:: Work request 1 ::
From the EUR/USD market report, copy the text starting with "Speculators have started" and going on through "critical support levels.".
:: Work request 2 ::
Answer these questions using the EUR/USD market report:
(a) At what level does the Dollar Index now stand?
(b) By how much did German Retail Sales decrease in August?
(c) In the CFTC data for the week ending September 23, to how many contracts did net longs for EUR fall?
:: Work request 3 ::
In the EUR/USD market report, turn the paragraph beginning "Speculators have started trimming bullish euro bets" into a short bulleted list that keeps its main facts.

:: Selected excerpt ::
The EUR/USD pair is currently positioned at 1.1753, marking its peak in four days, following a rebound from the previous week’s low of 1.1660. The recent rebound has been driven mainly by a decline in the U.S. dollar, with investors factoring in escalating political instability related to the impending government shutdown and an increased likelihood of further Federal Reserve rate cuts before the end of the year. Treasury yields are experiencing a decline across various maturities, which is diminishing the dollar’s yield advantage and contributing to the euro’s upward movement. The current landscape of tariffs and trade tensions is heightening uncertainty, resulting in an environment where the euro is strengthening, even in light of disappointing domestic data.
On September 17, the Federal Reserve reduced interest rates by 25 basis points, adjusting its policy rate to a median forecast of 3.6% for 2025. The revised dot plot suggests an additional 50 basis points of easing by the end of the year, with more modest reductions anticipated to extend into 2026 and 2027. Inflation persists at a stubborn 2.7% for headline PCE and 2.9% for core, with Powell highlighting that tariffs are sustaining elevated goods prices, while there are initial indications of a slowdown in services inflation. He recognized the difficulty of managing a cooling labor market alongside ongoing price pressures, characterizing the risks as “more balanced.” The markets are currently exhibiting a dovish sentiment: Data indicates a 90% likelihood of a rate cut in October and approximately 70% chance of an additional cut in December. The recent aggressive repricing has led to a decline in the Dollar Index, which now stands at 97.73, marking its third consecutive session of losses. This situation has created an opportunity for EUR/USD to regain momentum.
The European Central Bank has adopted a cautious approach, holding rates steady while forecasting core inflation at 2.4% for 2025, with a decline anticipated to 1.9% in 2026 and further to 1.8% in 2027. President Christine Lagarde emphasized that policy is in a “good place” and reaffirmed that decisions will continue to be based on data. However, the macroeconomic indicators from the Eurozone have not met expectations. In August, German Retail Sales experienced a decrease of 0.2%, continuing the downward trend from July’s 0.5% decline. Additionally, import prices saw a month-on-month drop of 0.5% and a year-on-year decline of 1.5%. Confidence indicators present a mixed picture, as Consumer Confidence has seen a slight improvement to -14.9, while sentiment in the industrial and services sectors has experienced a decline. The euro’s strength is increasingly reliant on dollar weakness rather than robust fundamental demand from the Eurozone, especially in the absence of stronger domestic support.
Recent trade tensions are exacerbating the weakness of the dollar. Former President Trump’s announcement of new tariffs, set to take effect on October 14, encompasses a 10% levy on lumber imports and 25% duties on vanities, cabinetry, and upholstered furniture, in addition to previously established tariffs on heavy trucks and pharmaceuticals. The measures elevate inflation risks and pose a threat to supply chains, thereby strengthening expectations for Fed easing to support growth. The ongoing uncertainty surrounding the government funding bill has introduced significant political risk. VP JD Vance cautioned that a shutdown is “highly likely,” which could lead to federal job cuts. Additionally, important data releases, including Friday’s Nonfarm Payrolls, may experience delays. Such developments limit the Fed’s access to critical data and maintain downward pressure on the greenback.
Speculators have started trimming bullish euro bets. The CFTC data for the week ending September 23 indicated a decline in net longs for EUR, which fell to 114.3K contracts, marking the lowest level since July. Concurrently, institutional net shorts decreased to 165.8K contracts. Open interest increased to 859.2K, marking a two-week high, indicating a careful approach as volatility escalates. This suggests that traders are hesitant to pursue the euro’s upward movement without more definitive catalysts, despite the pair remaining above critical support levels.

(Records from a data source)
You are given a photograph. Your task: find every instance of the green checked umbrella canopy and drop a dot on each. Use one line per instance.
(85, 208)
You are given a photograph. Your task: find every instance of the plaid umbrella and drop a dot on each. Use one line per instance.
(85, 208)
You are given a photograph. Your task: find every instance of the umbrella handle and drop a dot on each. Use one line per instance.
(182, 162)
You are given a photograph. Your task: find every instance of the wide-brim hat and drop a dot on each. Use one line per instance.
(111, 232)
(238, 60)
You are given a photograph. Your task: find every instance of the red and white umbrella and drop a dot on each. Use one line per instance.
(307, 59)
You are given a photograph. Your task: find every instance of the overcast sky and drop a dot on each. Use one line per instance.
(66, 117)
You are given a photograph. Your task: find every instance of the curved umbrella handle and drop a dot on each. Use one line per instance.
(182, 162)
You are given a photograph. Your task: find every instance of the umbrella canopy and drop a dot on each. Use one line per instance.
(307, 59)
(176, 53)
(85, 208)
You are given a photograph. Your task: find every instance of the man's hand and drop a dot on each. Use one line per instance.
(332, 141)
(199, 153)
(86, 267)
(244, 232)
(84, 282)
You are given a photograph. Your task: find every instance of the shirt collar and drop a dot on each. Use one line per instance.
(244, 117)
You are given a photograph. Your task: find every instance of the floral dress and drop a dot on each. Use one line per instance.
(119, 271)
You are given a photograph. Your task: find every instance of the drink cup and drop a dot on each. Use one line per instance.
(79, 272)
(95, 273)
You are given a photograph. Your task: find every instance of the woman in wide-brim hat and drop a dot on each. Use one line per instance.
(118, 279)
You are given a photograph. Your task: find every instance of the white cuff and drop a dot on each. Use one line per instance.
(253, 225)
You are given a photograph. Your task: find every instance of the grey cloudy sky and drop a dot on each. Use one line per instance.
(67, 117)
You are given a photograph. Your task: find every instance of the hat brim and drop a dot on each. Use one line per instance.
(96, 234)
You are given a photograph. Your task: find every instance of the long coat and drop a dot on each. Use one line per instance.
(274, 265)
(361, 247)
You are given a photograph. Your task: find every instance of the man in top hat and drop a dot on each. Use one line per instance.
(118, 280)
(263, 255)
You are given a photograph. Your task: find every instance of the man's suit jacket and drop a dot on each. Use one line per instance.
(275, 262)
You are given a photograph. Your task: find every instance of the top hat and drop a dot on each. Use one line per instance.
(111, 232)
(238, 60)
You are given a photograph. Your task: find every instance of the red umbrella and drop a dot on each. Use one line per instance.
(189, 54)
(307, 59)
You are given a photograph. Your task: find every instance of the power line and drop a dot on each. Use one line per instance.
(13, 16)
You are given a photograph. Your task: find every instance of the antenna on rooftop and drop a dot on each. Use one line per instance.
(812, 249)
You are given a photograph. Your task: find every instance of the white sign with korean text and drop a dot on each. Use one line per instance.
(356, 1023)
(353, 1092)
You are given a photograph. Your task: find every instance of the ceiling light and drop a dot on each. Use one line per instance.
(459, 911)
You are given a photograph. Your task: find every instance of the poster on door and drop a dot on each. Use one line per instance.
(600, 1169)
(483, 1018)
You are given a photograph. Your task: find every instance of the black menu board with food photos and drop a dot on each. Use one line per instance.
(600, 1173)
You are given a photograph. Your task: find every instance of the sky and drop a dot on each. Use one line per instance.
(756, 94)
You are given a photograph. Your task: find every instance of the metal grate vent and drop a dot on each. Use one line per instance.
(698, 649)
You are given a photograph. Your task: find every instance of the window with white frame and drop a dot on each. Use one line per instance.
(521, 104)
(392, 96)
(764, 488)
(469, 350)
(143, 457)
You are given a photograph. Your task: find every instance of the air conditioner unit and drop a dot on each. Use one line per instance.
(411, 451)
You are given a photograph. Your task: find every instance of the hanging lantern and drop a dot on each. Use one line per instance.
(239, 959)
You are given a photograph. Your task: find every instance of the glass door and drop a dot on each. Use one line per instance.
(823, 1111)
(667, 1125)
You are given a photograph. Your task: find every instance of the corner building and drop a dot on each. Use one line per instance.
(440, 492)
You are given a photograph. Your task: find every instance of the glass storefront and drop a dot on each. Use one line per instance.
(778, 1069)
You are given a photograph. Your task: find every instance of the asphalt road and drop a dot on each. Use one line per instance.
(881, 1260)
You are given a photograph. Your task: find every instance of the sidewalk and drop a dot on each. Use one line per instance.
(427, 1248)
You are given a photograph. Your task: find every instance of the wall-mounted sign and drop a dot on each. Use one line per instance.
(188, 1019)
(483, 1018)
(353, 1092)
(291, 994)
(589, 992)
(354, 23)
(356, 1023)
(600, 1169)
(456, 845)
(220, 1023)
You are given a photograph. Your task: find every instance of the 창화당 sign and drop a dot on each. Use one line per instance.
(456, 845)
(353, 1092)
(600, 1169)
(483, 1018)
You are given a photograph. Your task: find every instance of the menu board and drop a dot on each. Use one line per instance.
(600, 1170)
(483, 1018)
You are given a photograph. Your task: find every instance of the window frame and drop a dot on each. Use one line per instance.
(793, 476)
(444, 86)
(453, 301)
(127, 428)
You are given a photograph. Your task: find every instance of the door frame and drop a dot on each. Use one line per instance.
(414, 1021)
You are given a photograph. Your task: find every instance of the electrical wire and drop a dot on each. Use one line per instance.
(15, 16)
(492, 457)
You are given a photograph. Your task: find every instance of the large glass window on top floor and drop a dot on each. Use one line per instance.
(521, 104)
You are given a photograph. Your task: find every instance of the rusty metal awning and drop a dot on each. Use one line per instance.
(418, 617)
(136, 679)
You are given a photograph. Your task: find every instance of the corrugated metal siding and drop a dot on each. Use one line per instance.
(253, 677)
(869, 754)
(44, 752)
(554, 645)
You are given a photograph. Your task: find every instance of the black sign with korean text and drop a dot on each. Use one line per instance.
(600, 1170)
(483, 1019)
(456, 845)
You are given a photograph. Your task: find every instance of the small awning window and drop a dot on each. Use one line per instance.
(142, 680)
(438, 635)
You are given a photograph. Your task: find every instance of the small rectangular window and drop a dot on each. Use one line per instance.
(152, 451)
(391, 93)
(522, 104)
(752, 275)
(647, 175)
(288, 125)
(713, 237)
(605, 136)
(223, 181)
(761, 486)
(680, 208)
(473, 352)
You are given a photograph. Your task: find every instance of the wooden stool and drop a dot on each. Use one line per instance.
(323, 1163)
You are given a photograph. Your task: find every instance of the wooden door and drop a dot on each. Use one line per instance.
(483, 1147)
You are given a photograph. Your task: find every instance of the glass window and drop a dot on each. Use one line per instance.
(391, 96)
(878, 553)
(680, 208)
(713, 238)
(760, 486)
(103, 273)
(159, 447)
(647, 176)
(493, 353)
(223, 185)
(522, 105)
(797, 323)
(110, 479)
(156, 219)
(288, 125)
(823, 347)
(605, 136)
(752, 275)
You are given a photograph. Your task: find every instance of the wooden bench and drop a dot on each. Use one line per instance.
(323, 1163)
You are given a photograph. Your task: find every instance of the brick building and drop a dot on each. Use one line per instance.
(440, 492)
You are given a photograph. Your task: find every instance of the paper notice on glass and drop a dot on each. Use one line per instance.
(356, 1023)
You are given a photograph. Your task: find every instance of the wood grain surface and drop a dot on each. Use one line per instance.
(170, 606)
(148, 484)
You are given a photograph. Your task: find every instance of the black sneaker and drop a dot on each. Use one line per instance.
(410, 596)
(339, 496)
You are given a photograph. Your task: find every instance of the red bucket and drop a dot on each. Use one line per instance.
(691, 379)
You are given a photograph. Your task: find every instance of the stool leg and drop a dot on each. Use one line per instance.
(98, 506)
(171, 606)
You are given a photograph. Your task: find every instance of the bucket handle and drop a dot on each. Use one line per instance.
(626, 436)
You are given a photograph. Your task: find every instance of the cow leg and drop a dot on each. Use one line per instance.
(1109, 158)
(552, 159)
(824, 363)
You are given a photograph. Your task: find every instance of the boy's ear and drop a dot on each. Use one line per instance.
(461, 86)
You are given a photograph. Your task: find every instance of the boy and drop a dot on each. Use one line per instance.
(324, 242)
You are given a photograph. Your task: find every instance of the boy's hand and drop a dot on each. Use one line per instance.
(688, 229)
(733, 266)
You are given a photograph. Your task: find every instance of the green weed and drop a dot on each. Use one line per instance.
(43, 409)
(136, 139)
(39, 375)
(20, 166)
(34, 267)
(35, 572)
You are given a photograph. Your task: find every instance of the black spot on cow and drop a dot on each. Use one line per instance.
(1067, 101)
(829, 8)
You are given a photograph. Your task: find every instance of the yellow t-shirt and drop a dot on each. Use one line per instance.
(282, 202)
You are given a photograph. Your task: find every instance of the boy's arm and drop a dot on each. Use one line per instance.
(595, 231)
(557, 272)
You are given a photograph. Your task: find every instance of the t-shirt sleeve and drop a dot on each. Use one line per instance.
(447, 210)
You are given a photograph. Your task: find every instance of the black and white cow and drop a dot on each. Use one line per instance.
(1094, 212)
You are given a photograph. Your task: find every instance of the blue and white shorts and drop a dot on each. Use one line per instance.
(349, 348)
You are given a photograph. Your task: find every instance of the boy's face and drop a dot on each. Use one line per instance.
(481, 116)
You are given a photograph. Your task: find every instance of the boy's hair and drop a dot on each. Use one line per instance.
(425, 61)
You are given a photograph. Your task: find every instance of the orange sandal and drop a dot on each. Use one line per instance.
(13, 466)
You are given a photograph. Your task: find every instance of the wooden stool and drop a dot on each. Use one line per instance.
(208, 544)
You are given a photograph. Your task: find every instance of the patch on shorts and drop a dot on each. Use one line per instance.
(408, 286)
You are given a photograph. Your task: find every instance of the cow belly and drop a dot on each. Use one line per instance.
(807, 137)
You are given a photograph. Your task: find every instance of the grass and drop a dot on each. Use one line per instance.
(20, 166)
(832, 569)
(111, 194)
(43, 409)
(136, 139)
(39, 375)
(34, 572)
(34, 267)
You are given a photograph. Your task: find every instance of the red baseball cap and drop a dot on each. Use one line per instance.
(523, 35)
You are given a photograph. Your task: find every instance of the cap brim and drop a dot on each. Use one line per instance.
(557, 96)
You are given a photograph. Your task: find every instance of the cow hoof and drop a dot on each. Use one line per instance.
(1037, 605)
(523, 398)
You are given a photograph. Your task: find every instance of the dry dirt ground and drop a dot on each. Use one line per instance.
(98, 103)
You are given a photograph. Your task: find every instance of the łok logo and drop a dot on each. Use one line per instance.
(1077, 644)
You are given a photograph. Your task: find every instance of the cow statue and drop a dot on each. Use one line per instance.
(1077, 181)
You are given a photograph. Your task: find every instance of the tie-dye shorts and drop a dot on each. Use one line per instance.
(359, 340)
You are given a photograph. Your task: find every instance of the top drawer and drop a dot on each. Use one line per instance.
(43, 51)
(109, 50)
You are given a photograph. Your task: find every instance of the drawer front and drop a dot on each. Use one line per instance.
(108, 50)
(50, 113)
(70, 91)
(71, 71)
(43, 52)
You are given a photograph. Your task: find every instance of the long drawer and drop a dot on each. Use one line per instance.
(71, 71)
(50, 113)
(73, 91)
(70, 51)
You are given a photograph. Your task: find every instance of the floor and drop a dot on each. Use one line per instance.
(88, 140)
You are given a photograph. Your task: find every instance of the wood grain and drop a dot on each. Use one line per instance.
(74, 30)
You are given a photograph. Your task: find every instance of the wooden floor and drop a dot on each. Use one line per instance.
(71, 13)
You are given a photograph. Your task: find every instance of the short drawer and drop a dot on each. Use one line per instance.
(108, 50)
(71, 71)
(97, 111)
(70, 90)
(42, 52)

:: Written reply 1 ::
Speculators have started trimming bullish euro bets. The CFTC data for the week ending September 23 indicated a decline in net longs for EUR, which fell to 114.3K contracts, marking the lowest level since July. Concurrently, institutional net shorts decreased to 165.8K contracts. Open interest increased to 859.2K, marking a two-week high, indicating a careful approach as volatility escalates. This suggests that traders are hesitant to pursue the euro’s upward movement without more definitive catalysts, despite the pair remaining above critical support levels.

:: Written reply 2 ::
(a) 97.73
(b) 0.2%
(c) 114.3K contracts

:: Written reply 3 ::
- Speculators have begun reducing bullish euro bets.
- CFTC data for the week ending September 23 showed EUR net longs falling to 114.3K contracts, the lowest since July.
- Institutional net shorts decreased to 165.8K contracts.
- Open interest rose to 859.2K, a two-week high, signaling caution as volatility increases.
- Traders seem hesitant to push the euro higher without clearer catalysts, though the pair stays above critical support levels.